Task description
Can you reproduce every one of the lines below word for word, leaving out the pictures?

##########

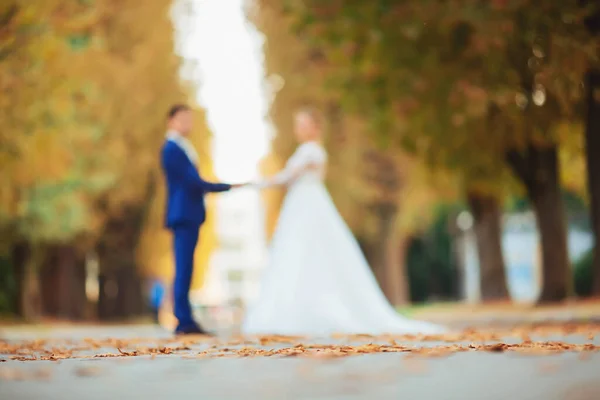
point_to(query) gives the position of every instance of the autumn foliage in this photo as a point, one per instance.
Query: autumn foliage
(84, 89)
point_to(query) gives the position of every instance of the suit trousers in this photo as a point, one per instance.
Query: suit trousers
(185, 239)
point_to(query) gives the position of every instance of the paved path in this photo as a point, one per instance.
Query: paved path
(460, 376)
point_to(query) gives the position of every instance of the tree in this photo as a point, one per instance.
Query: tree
(408, 58)
(592, 139)
(89, 84)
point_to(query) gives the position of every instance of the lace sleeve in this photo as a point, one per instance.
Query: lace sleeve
(304, 158)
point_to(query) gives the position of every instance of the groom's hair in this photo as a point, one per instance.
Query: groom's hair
(176, 109)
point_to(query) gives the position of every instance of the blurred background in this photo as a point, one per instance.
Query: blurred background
(464, 145)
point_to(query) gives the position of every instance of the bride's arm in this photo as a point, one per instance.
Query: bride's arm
(291, 173)
(286, 176)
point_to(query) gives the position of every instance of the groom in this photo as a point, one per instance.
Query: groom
(185, 209)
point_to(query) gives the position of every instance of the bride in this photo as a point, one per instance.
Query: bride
(318, 281)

##########

Exercise result
point_to(query) gives the position of every instance of the autumn foliage in this photo as a point, one per instance.
Query: autumn foliage
(84, 89)
point_to(query) gives the position of every instance of the suit trousers in this photo as a point, one per instance.
Query: suit trousers
(185, 239)
point_to(query) gives the position of every instance of the paved path in this photo as a point, one per instance.
Query: paved path
(460, 376)
point_to(query) gives the position of every instance of the tree in this photo as a point, one per instance.
Query: tree
(408, 58)
(592, 139)
(89, 84)
point_to(query) gives the position of every instance of the lace sleeve in this photo as a point, one per instance.
Query: lace sleeve
(304, 158)
point_to(query) gives the position of every instance of the groom's hair in this photo as a point, one per instance.
Query: groom's hair
(176, 109)
point_to(query) gives the position of every instance of the blurred background in this photo as a point, one per instance.
Query: blurred background
(464, 145)
point_to(query) gives the position of every instance of the bride's arm in this photo as a point, one per instance.
Query: bride's arm
(291, 173)
(286, 176)
point_to(query) gives the position of every instance of the groom in this photo as a point, one per instance.
Query: groom
(185, 209)
point_to(query) gives the position of every instance of the bride in this photo as a point, one per instance.
Query: bride
(318, 281)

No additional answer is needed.